▸ READING TEXT:
*** Begin section ***
In this episode of Capital for Good, we speak with Angela Buchdahl, the senior rabbi of Central Synagogue in New York City and the first woman to lead that congregation in its 185-year history. Born in Korea to a Jewish American father and a Korean Buddhist mother, Buchdahl is the first Asian American to be ordained as a cantor or rabbi in North America. She is also well known for her innovations in leading worship, reaching millions across 100 countries via livestream and cable broadcast. Her New York Times best-selling memoir, Heart of a Stranger, roots her unlikely story and experience as an outsider and boundary crosser in both ancient Jewish traditions and in the universal longing for belonging.
*** End section ***
▸ MATERIAL SHOWN:
*** Begin section ***
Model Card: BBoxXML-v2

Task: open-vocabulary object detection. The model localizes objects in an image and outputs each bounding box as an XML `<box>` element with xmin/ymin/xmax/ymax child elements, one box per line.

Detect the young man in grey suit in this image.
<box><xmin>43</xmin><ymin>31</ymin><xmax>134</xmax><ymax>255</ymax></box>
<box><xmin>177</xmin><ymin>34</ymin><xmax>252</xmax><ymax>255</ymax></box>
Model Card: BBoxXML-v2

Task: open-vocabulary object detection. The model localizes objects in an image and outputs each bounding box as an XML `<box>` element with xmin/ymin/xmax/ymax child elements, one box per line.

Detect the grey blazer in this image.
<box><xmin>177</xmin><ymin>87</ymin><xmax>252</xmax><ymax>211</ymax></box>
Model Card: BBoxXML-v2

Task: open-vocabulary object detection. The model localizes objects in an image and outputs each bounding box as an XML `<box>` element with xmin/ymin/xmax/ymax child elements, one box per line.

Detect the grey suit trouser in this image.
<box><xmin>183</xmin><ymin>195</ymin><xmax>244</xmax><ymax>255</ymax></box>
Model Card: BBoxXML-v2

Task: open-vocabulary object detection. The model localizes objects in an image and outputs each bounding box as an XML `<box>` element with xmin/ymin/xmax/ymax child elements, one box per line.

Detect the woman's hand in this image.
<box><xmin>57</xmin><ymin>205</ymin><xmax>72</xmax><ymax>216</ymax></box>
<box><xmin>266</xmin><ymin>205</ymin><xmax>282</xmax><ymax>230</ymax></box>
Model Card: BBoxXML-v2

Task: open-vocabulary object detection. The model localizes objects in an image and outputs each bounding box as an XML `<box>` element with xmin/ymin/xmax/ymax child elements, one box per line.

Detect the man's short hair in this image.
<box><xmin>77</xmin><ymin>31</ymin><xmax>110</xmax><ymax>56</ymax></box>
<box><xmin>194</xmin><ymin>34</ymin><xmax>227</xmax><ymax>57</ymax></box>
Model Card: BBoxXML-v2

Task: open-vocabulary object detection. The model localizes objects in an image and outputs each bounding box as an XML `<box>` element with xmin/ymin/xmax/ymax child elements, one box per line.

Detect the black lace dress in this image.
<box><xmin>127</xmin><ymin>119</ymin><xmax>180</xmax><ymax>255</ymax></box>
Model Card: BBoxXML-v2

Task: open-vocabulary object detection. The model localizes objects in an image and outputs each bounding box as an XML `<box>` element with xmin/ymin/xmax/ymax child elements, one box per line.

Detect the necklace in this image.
*** End section ***
▸ WHAT THIS EXERCISE ASKS:
a - Rewrite the paragraph of the episode description that begins "In this episode of Capital for Good" as a shorter version that keeps its main facts.
b - Please repeat the episode description word for word, starting with "In this episode" and going on through "longing for belonging.".

▸ OUTPUTS BY TASK:
a - This Capital for Good episode features Angela Buchdahl, senior rabbi of Central Synagogue in New York City and the first woman to lead it in its 185-year history. Born in Korea to a Jewish American father and a Korean Buddhist mother, she is the first Asian American ordained as a cantor or rabbi in North America. Her innovative worship reaches millions in 100 countries by livestream and cable. Her New York Times best-selling memoir, Heart of a Stranger, grounds her story as an outsider and boundary crosser in ancient Jewish traditions and the universal longing for belonging.

b -
In this episode of Capital for Good, we speak with Angela Buchdahl, the senior rabbi of Central Synagogue in New York City and the first woman to lead that congregation in its 185-year history. Born in Korea to a Jewish American father and a Korean Buddhist mother, Buchdahl is the first Asian American to be ordained as a cantor or rabbi in North America. She is also well known for her innovations in leading worship, reaching millions across 100 countries via livestream and cable broadcast. Her New York Times best-selling memoir, Heart of a Stranger, roots her unlikely story and experience as an outsider and boundary crosser in both ancient Jewish traditions and in the universal longing for belonging.